TASK BRIEF => Copy everything in the listing below, from the line containing "INPUT: white strapless wedding dress" down to the final line, keeping both ends and changing nothing.

DATA SUPPLIED =>
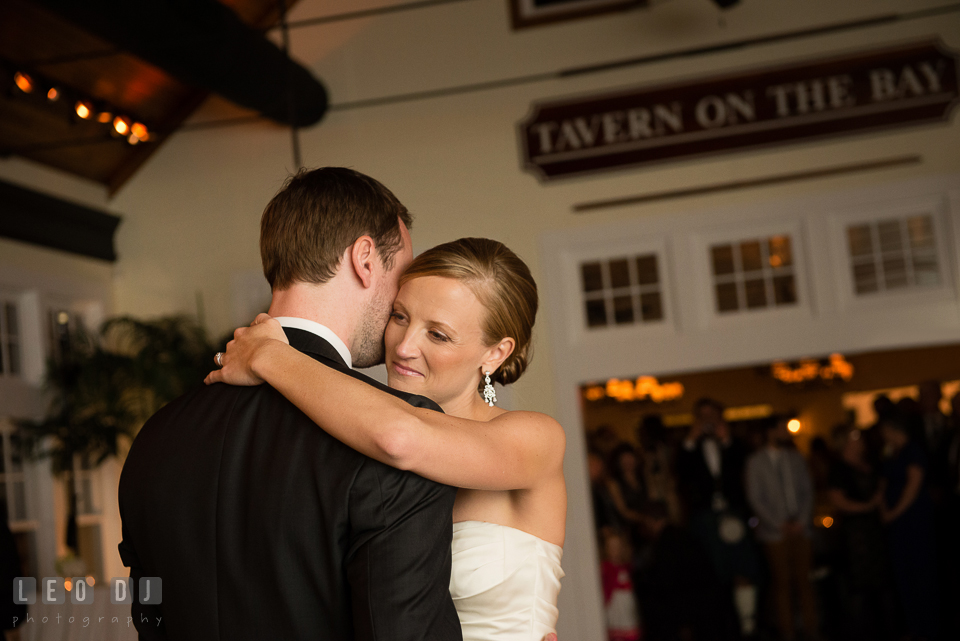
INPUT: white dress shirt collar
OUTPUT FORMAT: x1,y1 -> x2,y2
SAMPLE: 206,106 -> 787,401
275,316 -> 353,369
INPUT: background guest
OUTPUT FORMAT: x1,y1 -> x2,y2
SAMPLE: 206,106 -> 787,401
677,398 -> 759,636
600,530 -> 640,641
607,443 -> 647,548
917,381 -> 947,454
746,417 -> 819,641
637,414 -> 680,523
634,501 -> 738,641
587,450 -> 625,549
881,412 -> 939,639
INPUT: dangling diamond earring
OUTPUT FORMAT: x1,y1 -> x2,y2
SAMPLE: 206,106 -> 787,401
483,372 -> 497,407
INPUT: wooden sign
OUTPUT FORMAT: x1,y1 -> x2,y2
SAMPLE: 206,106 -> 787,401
510,0 -> 647,29
519,42 -> 958,180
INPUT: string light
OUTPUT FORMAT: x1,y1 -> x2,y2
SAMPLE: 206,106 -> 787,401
13,71 -> 34,93
113,116 -> 130,136
7,71 -> 151,145
130,122 -> 150,140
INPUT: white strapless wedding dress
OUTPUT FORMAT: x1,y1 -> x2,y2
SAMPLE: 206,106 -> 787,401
450,521 -> 563,641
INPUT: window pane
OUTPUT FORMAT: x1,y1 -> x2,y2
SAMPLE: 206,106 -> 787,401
740,240 -> 763,272
8,432 -> 23,472
883,256 -> 907,289
613,296 -> 633,325
5,303 -> 20,336
744,278 -> 767,309
853,263 -> 878,294
7,341 -> 20,374
637,254 -> 660,285
907,216 -> 933,249
913,253 -> 940,286
610,258 -> 630,289
847,225 -> 873,256
877,220 -> 903,252
773,274 -> 797,305
717,283 -> 740,312
586,299 -> 607,327
580,263 -> 603,292
768,236 -> 793,267
711,245 -> 733,276
640,292 -> 663,321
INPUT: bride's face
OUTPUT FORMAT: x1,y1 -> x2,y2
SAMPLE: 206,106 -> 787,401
384,276 -> 490,406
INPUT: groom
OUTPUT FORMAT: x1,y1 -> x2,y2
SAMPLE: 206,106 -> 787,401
119,167 -> 461,641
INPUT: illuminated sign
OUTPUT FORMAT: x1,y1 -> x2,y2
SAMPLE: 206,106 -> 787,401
584,376 -> 683,403
770,354 -> 853,385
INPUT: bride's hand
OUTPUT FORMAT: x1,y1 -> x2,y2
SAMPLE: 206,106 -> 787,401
203,314 -> 290,385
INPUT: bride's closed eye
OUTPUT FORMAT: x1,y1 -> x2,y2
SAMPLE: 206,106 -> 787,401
429,329 -> 450,343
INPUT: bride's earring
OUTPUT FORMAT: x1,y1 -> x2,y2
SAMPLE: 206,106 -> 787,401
483,372 -> 497,407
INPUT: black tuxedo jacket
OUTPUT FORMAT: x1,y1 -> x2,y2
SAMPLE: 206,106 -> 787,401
677,437 -> 747,515
119,329 -> 462,641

RESPONSE TO THIS EXERCISE =>
INPUT: white strapless wedding dress
OUTPUT FORMAT: x1,y1 -> x2,y2
SAMPLE: 206,106 -> 787,401
450,521 -> 563,641
INPUT: window pane
OUTPUT FORMAT: x1,y1 -> x2,y2
SAMPLE: 206,106 -> 787,401
740,240 -> 763,272
8,432 -> 23,472
883,256 -> 907,289
613,296 -> 633,325
5,303 -> 20,336
744,278 -> 767,309
853,263 -> 878,294
7,341 -> 20,374
637,254 -> 660,285
907,216 -> 933,249
913,253 -> 940,286
610,258 -> 630,289
847,225 -> 873,256
877,220 -> 903,252
773,274 -> 797,305
717,283 -> 740,312
586,299 -> 607,327
580,263 -> 603,292
768,236 -> 793,267
711,245 -> 733,276
640,292 -> 663,321
INPUT: bride's face
OUTPUT FORMAT: x1,y1 -> x2,y2
SAMPLE: 206,106 -> 787,401
384,276 -> 490,406
INPUT: groom
OUTPUT FORMAT: x1,y1 -> x2,y2
SAMPLE: 206,106 -> 787,401
119,167 -> 461,641
INPUT: illuminated sign
OUTPUT FORMAT: x1,y1 -> x2,y2
SAMPLE: 206,106 -> 787,401
584,376 -> 683,403
770,354 -> 853,385
INPUT: bride's hand
OUTPUT FORMAT: x1,y1 -> x2,y2
SAMPLE: 206,106 -> 787,401
203,314 -> 290,385
INPUT: bride's closed eye
OUTPUT FORMAT: x1,y1 -> x2,y2
SAMPLE: 206,106 -> 787,401
429,329 -> 450,343
INPUT: bride's earring
OUTPUT FORMAT: x1,y1 -> x2,y2
SAMPLE: 206,106 -> 787,401
483,372 -> 497,407
INPUT: black tuxedo jacket
OUTPUT FORMAT: x1,y1 -> x2,y2
SAMPLE: 206,106 -> 787,401
677,437 -> 747,515
119,329 -> 462,641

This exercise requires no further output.